Task details.
Please answer these from the Thutmose article below, one per line:
(a) Which college did Ibrahim attend, and what did he study there?
(b) What is "WuWu" short for?
(c) The trailer for which game used "Run Wild" as its theme music?

Supplied text.
= = =

- Born: Umar Ibrahim August 4, 1995 (age 30) Lagos, Nigeria
- Origin: Brooklyn, New York
- Occupations: rapper; singer; songwriter;
- Website: thutmosemusic.com

= Thutmose (musician) =

Umar Ibrahim (born August 4, 1995), known better by his stage name Thutmose, is a Nigerian-American rapper, singer, and songwriter based in Brooklyn, New York.

==Early life and education==
Ibrahim grew up in a small city outside of Lagos, Nigeria. Shortly after the Lagos armoury explosion in 2002, at age 7, Ibrahim and his family moved to New York. Ibrahim went to Alfred State College for a year studying computer science, but dropped out to pursue music full-time.

==Career==
Thutmose first gained attention in 2017 after releasing a freestyle to the Kendrick Lamar single "Humble".

On October 16, 2017, Thutmose released the single "WuWu" (short for "what's up with you?") through Pigeons and Planes. Speaking about the track, Ibrahim said, "Especially with dark times in the world, I hope this song serves as a reminder that there's still a lot of love in the world."

On April 30, 2018, Thutmose released a track titled "Run Wild" featuring NoMBe. Originally intended for an upcoming debut album, the track was released alongside the trailer for EA Sports' FIFA 18 as its theme music. This was followed by the collaborative EP Run Wild released on August 8, 2018.

= = =

Information provided.

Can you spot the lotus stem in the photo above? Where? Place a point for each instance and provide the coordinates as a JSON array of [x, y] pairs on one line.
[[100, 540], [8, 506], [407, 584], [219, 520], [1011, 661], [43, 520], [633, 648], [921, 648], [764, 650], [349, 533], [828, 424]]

= = =

Response.
(a) Alfred State College; computer science
(b) "what's up with you?"
(c) EA Sports' FIFA 18